*TASK REQUIREMENTS*.
Copy the entries that follow, exactly and completely.

*RECORDS SHOWN*.
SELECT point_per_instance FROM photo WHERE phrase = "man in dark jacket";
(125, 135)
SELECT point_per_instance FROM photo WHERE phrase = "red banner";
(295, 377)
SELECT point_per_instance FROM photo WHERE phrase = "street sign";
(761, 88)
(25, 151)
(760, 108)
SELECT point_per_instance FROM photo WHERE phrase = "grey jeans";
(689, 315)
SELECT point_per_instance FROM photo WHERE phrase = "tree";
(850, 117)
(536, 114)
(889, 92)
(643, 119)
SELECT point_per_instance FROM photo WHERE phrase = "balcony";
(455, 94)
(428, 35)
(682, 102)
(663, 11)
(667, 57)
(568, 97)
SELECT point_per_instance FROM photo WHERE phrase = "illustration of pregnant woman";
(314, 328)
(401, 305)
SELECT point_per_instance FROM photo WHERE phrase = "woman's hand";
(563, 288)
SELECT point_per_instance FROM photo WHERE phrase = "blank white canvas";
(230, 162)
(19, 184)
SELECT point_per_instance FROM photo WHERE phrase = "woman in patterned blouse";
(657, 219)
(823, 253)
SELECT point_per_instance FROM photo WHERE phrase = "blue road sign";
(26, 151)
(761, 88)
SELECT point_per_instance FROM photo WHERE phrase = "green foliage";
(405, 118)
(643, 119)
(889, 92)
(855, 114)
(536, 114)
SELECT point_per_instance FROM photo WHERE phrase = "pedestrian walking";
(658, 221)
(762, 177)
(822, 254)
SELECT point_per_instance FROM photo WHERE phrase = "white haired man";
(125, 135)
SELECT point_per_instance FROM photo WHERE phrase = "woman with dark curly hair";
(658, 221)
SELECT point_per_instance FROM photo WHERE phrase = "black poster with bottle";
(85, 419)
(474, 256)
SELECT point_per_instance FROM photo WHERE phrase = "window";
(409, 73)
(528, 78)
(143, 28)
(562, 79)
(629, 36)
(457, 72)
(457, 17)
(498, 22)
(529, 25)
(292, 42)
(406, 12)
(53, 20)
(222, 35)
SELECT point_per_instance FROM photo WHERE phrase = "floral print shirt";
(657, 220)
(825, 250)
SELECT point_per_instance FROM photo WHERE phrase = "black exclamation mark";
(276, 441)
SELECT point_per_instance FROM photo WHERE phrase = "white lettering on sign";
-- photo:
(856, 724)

*EXERCISE RESPONSE*.
SELECT point_per_instance FROM photo WHERE phrase = "man in dark jacket";
(125, 135)
SELECT point_per_instance FROM photo WHERE phrase = "red banner";
(295, 377)
SELECT point_per_instance FROM photo WHERE phrase = "street sign";
(761, 88)
(25, 151)
(760, 108)
SELECT point_per_instance FROM photo WHERE phrase = "grey jeans";
(689, 315)
SELECT point_per_instance FROM photo WHERE phrase = "tree";
(850, 117)
(536, 114)
(889, 92)
(643, 119)
SELECT point_per_instance FROM photo WHERE phrase = "balcony";
(455, 94)
(428, 35)
(682, 102)
(663, 11)
(667, 57)
(568, 97)
SELECT point_per_instance FROM photo WHERE phrase = "illustration of pregnant woman";
(314, 328)
(401, 305)
SELECT point_per_instance FROM photo WHERE phrase = "woman's hand";
(563, 288)
SELECT point_per_instance FROM photo WHERE phrase = "blank white canvas";
(230, 162)
(19, 184)
SELECT point_per_instance FROM photo WHERE phrase = "woman in patterned blouse";
(657, 219)
(823, 253)
SELECT point_per_instance FROM photo WHERE phrase = "blue road sign";
(26, 151)
(761, 88)
SELECT point_per_instance FROM photo WHERE phrase = "green foliage";
(405, 118)
(643, 119)
(889, 92)
(855, 114)
(536, 114)
SELECT point_per_instance FROM photo WHERE phrase = "pedestrian walking";
(658, 221)
(762, 177)
(822, 254)
SELECT point_per_instance FROM photo WHERE phrase = "white haired man";
(125, 135)
SELECT point_per_instance FROM photo WHERE phrase = "woman with dark curly hair";
(658, 221)
SELECT point_per_instance FROM photo WHERE phrase = "black poster with bottle";
(85, 419)
(474, 256)
SELECT point_per_instance FROM photo WHERE phrase = "window";
(409, 73)
(528, 78)
(143, 28)
(562, 79)
(629, 36)
(457, 72)
(457, 17)
(498, 22)
(529, 25)
(292, 42)
(406, 12)
(53, 20)
(222, 35)
SELECT point_per_instance FROM photo WHERE phrase = "floral print shirt";
(657, 220)
(825, 250)
SELECT point_per_instance FROM photo WHERE phrase = "black exclamation mark";
(276, 441)
SELECT point_per_instance FROM photo WHERE phrase = "white lettering on sign";
-- photo:
(856, 724)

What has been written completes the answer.